Collected data:
↓

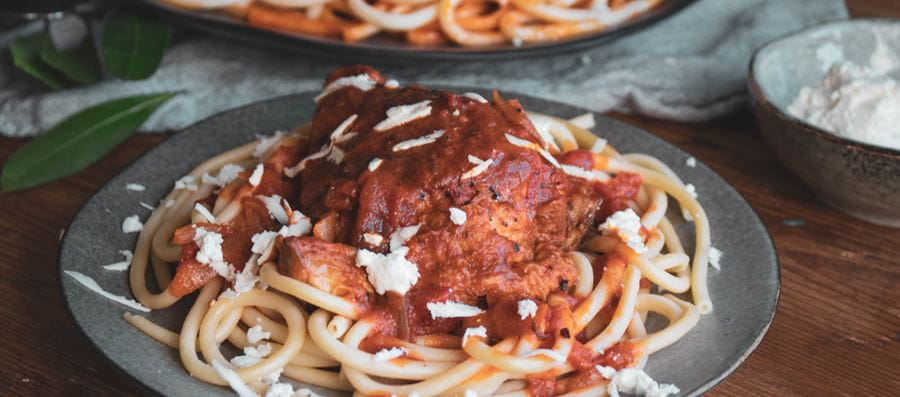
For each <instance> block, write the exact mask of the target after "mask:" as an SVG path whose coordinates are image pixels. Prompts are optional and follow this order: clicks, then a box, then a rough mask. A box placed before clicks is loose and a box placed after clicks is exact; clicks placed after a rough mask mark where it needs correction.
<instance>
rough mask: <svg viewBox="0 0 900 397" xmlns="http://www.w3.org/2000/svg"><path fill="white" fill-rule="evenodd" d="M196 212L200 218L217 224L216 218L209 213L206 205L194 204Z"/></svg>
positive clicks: (208, 211) (209, 222) (211, 212)
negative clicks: (201, 216)
mask: <svg viewBox="0 0 900 397" xmlns="http://www.w3.org/2000/svg"><path fill="white" fill-rule="evenodd" d="M194 211H197V213H198V214H200V216H202V217H203V219H205V220H206V221H207V222H209V223H216V217H214V216H213V214H212V212H209V208H206V206H205V205H203V204H200V203H195V204H194Z"/></svg>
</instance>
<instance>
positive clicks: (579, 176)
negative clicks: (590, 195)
mask: <svg viewBox="0 0 900 397" xmlns="http://www.w3.org/2000/svg"><path fill="white" fill-rule="evenodd" d="M561 168H562V170H563V172H565V173H566V175H570V176H574V177H576V178H581V179H587V180H589V181H592V180H594V173H593V172H592V171H591V170H586V169H584V168H581V167H578V166H575V165H569V164H563V165H562V167H561Z"/></svg>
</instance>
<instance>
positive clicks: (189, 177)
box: [175, 175, 197, 192]
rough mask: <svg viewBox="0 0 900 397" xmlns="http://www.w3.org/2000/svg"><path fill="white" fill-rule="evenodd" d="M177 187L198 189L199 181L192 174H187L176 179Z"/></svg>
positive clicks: (188, 188) (185, 188) (175, 184)
mask: <svg viewBox="0 0 900 397" xmlns="http://www.w3.org/2000/svg"><path fill="white" fill-rule="evenodd" d="M175 189H184V190H190V191H192V192H193V191H197V181H196V180H194V177H192V176H190V175H185V176H183V177H181V179H179V180H177V181H175Z"/></svg>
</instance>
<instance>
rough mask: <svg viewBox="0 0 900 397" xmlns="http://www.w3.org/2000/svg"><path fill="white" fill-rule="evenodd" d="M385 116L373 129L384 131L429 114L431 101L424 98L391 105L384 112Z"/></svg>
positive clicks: (430, 113)
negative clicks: (394, 104)
mask: <svg viewBox="0 0 900 397" xmlns="http://www.w3.org/2000/svg"><path fill="white" fill-rule="evenodd" d="M385 113H386V114H387V118H386V119H384V120H382V121H381V122H379V123H378V124H375V127H373V129H374V130H375V131H385V130H389V129H391V128H394V127H398V126H400V125H403V124H406V123H408V122H410V121H413V120H416V119H419V118H422V117H425V116H428V115H430V114H431V101H430V100H427V99H426V100H424V101H421V102H416V103H413V104H409V105H400V106H394V107H391V108H389V109H388V110H387V112H385Z"/></svg>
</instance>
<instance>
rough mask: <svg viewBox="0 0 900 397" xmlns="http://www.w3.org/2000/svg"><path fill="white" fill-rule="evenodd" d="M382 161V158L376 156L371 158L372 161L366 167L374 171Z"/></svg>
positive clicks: (383, 160)
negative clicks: (368, 166) (368, 165)
mask: <svg viewBox="0 0 900 397" xmlns="http://www.w3.org/2000/svg"><path fill="white" fill-rule="evenodd" d="M383 162H384V160H382V159H380V158H378V157H376V158H374V159H372V161H370V162H369V167H368V168H369V171H371V172H375V170H377V169H378V167H381V163H383Z"/></svg>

↑

▶ PROBLEM TO SOLVE
Set down word for word the lines from the first entry through the line with "positive clicks: (579, 176)", both included, omitting pictures.

▶ TASK RESPONSE
For each <instance> block, write the exact mask of the target after "mask:" as an SVG path whose coordinates are image pixels. Prompts are optional and follow this order: clicks, then a box, then a rough mask. A box placed before clicks is loose and a box placed after clicks is exact; clicks placed after a rough mask mark where it needs correction.
<instance>
rough mask: <svg viewBox="0 0 900 397" xmlns="http://www.w3.org/2000/svg"><path fill="white" fill-rule="evenodd" d="M196 212L200 218L217 224L216 218L209 213L206 205L194 204Z"/></svg>
positive clicks: (208, 211) (209, 222) (211, 212)
negative clicks: (201, 216)
mask: <svg viewBox="0 0 900 397" xmlns="http://www.w3.org/2000/svg"><path fill="white" fill-rule="evenodd" d="M194 211H197V213H198V214H200V216H202V217H203V219H205V220H206V221H207V222H209V223H216V217H214V216H213V214H212V212H209V208H206V206H205V205H203V204H200V203H195V204H194Z"/></svg>
</instance>
<instance>
positive clicks: (579, 176)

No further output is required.